**Given request**
Rewrite the span that opens with the line containing "Query: overhead sign" and closes with the line containing "Give the mask of the overhead", substituting "template" for "sample" and leaving everything else unchanged.

**Material for this task**
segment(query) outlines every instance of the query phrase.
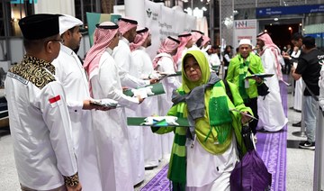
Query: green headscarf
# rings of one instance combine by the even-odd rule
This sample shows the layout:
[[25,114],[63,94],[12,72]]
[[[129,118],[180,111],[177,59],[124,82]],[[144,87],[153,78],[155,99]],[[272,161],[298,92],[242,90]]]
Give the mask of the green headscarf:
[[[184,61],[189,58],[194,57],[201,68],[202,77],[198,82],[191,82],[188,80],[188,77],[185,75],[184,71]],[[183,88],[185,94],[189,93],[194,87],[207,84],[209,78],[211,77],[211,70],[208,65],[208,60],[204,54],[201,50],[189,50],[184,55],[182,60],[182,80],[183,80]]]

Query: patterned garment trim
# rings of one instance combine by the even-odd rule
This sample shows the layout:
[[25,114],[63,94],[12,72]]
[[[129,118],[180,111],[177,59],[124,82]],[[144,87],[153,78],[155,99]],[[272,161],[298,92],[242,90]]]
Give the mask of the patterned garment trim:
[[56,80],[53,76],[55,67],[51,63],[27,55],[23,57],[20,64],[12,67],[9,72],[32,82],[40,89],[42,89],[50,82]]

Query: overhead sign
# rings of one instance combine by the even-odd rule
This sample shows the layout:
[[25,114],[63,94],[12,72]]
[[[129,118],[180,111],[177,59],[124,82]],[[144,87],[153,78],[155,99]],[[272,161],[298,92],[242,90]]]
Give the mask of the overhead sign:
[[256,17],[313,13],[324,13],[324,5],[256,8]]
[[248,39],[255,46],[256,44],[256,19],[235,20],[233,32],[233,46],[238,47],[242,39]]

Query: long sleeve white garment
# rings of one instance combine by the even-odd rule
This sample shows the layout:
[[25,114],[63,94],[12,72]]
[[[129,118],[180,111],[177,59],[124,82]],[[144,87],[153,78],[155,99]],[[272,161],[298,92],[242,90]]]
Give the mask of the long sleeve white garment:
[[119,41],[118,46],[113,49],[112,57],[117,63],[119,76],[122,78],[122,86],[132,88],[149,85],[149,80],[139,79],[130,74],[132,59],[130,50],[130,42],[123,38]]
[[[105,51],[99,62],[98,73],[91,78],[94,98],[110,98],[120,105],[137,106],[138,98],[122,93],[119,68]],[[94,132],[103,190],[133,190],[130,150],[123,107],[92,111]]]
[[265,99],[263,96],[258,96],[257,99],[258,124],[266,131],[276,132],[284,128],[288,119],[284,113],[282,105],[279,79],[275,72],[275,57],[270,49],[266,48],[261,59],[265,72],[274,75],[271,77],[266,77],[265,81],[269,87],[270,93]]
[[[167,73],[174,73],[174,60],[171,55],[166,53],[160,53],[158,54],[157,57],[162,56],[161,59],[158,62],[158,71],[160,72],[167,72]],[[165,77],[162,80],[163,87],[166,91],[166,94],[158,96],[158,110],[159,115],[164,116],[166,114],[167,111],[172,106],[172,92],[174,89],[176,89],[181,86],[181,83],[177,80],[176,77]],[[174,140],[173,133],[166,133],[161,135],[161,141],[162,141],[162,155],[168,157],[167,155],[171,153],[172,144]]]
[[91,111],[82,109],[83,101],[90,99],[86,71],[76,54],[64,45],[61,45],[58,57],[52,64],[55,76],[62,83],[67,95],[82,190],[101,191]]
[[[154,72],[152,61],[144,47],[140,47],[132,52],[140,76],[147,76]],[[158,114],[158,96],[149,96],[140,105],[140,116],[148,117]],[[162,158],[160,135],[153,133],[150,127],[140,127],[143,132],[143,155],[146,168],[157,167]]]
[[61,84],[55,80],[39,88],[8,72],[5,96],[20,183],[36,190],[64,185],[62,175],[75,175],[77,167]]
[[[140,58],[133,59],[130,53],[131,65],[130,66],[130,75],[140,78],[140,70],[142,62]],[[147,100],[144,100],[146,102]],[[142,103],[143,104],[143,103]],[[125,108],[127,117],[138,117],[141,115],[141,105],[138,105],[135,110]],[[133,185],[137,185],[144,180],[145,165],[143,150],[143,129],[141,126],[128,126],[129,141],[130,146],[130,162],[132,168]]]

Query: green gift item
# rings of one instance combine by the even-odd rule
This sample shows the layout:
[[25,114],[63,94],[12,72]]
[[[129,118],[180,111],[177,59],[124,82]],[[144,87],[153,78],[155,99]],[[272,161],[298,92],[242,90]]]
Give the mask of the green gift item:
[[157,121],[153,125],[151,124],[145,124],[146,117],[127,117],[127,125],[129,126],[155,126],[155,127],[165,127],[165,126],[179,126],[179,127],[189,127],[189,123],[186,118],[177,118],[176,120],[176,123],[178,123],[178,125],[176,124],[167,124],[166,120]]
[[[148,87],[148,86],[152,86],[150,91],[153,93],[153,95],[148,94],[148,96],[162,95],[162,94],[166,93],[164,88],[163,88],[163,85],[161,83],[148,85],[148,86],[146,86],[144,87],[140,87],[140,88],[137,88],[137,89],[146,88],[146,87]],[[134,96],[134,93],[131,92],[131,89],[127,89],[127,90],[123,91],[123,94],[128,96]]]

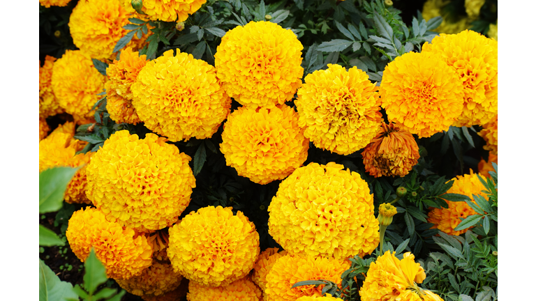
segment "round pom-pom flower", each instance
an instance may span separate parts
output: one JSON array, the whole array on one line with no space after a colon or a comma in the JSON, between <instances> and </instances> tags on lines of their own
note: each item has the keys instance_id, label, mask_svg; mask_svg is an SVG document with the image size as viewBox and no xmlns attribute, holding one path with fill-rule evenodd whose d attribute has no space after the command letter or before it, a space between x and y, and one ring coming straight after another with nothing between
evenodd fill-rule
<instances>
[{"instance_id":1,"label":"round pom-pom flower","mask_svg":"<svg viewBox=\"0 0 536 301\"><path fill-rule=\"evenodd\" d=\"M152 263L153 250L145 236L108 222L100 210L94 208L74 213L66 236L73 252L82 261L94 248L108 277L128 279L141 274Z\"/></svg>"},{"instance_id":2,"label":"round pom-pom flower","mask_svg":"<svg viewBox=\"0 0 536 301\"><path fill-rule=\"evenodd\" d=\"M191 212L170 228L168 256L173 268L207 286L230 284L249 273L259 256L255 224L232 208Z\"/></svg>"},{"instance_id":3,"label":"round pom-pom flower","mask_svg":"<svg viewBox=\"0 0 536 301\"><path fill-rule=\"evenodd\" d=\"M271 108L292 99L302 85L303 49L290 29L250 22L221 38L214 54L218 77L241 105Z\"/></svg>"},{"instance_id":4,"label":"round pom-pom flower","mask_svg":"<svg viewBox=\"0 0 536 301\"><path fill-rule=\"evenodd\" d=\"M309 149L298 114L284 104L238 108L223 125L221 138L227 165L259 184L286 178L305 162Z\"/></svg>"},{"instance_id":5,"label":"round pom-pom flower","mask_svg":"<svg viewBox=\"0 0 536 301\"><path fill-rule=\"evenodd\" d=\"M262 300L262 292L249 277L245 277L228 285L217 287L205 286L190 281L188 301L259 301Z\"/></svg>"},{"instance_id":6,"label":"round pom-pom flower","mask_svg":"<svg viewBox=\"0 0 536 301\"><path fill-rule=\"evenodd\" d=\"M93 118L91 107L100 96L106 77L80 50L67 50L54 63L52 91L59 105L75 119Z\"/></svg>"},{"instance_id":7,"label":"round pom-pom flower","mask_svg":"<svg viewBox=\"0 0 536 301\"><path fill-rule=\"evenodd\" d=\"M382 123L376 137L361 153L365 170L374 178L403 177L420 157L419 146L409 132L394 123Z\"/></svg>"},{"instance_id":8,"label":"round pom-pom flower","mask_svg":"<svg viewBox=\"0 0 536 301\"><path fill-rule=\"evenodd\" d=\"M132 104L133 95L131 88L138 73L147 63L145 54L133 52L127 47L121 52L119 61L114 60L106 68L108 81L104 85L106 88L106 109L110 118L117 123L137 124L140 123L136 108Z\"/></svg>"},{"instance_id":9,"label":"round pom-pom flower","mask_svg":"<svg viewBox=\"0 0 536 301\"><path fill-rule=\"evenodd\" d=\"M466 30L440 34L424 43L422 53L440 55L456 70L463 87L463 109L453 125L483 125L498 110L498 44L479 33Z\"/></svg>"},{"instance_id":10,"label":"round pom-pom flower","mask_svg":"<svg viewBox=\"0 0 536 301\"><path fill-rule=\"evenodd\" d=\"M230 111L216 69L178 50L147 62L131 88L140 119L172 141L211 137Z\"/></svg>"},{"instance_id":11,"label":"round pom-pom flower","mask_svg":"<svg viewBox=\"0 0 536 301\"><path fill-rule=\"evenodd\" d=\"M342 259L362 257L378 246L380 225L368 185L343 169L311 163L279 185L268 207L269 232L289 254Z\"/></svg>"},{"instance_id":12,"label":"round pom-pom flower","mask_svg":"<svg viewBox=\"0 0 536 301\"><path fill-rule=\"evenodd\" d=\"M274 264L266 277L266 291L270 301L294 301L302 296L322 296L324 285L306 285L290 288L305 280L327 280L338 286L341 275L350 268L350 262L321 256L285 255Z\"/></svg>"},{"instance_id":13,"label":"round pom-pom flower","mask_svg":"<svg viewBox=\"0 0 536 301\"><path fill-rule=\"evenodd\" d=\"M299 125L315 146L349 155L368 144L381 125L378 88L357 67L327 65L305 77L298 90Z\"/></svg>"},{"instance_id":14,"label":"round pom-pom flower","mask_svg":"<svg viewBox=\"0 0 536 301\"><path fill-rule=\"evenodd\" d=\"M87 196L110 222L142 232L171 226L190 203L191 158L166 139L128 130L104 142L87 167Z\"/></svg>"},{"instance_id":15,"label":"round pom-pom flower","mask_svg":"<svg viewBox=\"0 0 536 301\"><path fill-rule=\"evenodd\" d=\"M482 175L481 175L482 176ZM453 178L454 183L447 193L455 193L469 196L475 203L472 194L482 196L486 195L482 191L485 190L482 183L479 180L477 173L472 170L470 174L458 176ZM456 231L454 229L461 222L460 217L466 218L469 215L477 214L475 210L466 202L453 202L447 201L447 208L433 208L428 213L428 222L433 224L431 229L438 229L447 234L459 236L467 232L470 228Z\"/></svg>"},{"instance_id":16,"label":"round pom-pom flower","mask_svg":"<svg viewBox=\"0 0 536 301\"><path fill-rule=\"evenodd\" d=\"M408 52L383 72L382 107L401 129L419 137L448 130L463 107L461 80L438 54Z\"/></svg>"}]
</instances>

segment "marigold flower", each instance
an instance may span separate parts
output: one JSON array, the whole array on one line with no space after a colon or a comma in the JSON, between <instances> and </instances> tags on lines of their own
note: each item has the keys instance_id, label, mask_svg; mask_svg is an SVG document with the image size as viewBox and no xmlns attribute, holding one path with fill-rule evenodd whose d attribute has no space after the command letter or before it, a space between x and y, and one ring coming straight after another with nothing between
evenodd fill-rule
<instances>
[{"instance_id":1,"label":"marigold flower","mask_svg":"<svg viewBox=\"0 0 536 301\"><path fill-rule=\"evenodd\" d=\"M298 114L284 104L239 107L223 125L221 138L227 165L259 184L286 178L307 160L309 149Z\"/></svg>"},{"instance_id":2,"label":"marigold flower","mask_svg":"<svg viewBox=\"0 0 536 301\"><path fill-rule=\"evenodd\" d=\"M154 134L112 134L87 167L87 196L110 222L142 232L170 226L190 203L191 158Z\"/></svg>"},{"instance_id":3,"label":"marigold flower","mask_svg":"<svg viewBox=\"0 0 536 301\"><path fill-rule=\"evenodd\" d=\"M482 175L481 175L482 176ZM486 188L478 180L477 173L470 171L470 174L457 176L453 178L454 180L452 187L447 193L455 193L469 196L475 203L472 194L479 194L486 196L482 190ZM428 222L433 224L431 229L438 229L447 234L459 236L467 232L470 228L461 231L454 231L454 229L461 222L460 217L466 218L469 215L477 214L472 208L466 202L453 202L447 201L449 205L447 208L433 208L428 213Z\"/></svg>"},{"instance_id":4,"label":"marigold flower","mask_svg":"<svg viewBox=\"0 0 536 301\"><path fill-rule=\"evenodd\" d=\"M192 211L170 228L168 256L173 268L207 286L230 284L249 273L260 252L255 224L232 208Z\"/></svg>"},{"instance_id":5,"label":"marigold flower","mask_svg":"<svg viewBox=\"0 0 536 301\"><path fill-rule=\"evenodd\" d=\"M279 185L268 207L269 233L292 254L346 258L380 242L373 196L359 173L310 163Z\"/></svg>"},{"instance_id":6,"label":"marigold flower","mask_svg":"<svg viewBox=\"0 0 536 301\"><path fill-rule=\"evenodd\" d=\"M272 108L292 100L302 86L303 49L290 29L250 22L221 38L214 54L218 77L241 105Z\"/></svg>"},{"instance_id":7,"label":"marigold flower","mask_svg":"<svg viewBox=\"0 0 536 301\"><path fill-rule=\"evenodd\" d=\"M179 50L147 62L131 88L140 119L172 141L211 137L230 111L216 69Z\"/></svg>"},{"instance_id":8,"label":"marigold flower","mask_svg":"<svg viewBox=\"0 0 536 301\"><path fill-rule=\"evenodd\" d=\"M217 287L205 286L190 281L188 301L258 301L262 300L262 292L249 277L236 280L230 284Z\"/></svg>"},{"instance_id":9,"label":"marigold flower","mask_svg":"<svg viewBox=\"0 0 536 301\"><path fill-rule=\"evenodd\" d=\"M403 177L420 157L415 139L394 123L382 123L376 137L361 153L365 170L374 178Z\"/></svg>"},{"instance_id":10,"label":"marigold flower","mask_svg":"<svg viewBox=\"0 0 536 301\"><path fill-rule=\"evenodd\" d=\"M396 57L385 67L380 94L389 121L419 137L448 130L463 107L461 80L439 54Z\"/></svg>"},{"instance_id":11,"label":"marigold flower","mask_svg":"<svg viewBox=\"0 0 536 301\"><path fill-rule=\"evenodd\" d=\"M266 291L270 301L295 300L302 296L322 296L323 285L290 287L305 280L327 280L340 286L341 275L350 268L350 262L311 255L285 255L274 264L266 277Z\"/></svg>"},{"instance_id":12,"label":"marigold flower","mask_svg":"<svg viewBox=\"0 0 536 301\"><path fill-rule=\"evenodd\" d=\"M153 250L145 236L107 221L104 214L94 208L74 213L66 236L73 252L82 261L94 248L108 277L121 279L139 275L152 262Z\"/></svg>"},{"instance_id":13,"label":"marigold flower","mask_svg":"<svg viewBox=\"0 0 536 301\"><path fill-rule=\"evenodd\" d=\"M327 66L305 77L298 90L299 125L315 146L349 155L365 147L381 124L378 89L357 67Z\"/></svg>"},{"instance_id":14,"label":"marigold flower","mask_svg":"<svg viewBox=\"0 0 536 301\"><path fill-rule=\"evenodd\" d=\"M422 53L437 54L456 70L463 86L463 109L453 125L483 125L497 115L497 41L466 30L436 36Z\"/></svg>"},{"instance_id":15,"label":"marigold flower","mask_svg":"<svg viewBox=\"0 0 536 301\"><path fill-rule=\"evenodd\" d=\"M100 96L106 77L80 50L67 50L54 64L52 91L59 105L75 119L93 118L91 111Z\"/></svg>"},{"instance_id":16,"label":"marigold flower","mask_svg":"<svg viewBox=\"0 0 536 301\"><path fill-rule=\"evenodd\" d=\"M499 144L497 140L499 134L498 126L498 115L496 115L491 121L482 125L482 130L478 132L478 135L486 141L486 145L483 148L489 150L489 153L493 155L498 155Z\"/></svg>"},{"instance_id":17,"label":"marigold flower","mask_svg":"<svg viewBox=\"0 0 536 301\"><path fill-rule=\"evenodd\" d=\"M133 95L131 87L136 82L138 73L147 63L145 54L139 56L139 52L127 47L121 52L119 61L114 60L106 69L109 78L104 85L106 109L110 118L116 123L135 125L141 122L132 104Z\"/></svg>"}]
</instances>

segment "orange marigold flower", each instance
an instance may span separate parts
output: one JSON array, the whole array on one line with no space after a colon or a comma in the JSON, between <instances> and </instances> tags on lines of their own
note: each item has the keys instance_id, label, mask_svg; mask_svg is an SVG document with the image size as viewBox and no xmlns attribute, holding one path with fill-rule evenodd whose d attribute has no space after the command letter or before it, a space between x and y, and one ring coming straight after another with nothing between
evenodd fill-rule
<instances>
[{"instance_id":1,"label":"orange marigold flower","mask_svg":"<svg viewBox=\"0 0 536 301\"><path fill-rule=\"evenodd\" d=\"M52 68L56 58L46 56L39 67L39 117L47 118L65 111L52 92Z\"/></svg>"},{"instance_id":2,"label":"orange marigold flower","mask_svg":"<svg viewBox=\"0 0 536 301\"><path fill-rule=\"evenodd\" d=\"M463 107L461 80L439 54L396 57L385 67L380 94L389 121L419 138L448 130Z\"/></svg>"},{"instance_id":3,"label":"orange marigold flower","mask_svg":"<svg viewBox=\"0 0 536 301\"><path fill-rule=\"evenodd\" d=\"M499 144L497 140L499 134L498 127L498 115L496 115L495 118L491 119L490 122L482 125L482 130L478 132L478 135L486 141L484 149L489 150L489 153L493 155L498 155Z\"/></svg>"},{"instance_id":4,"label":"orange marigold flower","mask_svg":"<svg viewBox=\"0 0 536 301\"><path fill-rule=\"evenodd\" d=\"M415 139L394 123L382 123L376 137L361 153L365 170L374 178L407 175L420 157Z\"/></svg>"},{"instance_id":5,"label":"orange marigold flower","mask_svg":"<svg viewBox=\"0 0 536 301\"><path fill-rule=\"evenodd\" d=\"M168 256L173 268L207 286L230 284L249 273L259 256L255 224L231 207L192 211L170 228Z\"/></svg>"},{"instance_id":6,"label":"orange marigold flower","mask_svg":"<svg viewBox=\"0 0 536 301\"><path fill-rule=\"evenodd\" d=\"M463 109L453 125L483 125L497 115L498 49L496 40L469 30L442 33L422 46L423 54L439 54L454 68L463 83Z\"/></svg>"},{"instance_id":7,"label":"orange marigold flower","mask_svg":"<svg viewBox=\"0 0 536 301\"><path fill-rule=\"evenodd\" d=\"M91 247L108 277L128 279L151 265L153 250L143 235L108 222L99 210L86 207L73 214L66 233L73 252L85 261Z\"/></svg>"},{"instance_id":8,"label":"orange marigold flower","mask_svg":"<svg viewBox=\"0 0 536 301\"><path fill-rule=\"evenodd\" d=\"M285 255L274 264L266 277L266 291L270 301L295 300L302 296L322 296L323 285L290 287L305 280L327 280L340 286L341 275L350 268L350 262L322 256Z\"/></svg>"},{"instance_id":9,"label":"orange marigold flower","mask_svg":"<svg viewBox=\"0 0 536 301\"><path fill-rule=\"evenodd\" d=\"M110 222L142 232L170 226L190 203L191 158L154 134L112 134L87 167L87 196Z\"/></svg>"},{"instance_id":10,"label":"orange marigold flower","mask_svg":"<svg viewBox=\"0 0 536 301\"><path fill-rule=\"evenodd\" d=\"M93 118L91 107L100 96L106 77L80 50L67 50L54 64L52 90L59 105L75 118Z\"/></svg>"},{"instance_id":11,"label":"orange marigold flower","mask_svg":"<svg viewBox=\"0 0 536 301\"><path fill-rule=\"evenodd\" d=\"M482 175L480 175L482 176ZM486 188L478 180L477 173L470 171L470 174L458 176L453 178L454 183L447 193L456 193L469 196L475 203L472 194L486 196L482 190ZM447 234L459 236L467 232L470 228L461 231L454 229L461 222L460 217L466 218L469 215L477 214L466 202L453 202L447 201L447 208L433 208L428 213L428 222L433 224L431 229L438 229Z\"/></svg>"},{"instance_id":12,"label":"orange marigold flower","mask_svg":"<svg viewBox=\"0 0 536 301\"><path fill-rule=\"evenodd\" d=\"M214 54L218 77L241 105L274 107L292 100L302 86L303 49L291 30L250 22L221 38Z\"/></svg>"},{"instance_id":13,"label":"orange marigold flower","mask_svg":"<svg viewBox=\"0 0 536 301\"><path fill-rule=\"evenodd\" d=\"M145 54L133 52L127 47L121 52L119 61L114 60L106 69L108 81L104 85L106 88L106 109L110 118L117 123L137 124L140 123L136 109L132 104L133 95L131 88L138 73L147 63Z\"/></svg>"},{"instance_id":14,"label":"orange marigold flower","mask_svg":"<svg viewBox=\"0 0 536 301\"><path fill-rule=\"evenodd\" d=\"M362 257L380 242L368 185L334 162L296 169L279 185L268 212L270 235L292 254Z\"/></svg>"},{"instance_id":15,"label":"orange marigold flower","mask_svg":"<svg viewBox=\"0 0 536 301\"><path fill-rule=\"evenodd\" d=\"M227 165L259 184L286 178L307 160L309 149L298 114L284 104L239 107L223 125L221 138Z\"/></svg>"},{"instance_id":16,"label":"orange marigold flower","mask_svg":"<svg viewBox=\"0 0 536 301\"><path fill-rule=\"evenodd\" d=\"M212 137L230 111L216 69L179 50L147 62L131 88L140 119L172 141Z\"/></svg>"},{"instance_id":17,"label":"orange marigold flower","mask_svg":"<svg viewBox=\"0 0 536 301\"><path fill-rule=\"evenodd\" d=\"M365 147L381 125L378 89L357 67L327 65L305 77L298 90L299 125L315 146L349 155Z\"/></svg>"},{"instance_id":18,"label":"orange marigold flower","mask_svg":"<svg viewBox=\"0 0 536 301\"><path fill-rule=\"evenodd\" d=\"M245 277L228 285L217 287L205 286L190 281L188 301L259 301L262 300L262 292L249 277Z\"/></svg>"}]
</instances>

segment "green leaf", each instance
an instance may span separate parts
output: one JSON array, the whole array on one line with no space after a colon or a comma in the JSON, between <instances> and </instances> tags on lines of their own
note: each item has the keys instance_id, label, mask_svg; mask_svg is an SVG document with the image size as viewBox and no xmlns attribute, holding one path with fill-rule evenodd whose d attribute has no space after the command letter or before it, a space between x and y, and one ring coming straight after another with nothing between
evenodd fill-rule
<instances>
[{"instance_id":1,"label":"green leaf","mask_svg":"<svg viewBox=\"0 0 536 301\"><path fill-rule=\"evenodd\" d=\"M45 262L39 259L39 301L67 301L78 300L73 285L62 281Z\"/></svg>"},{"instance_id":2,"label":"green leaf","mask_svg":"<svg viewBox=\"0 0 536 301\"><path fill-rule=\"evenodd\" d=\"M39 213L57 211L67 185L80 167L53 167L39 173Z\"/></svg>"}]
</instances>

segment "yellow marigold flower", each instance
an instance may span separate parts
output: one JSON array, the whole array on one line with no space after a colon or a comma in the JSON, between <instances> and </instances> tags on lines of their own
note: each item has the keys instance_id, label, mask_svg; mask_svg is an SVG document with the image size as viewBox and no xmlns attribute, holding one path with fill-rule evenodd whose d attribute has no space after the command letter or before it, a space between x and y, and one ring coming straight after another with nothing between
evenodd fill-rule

**Task response**
Query: overhead sign
# rings of one instance combine by the even-odd rule
This template shows the layout:
[[25,114],[63,94],[12,72]]
[[[129,118],[180,111],[177,59],[124,82]],[[144,87],[153,78],[155,99]],[[272,161],[298,92],[242,90]]]
Give the mask of the overhead sign:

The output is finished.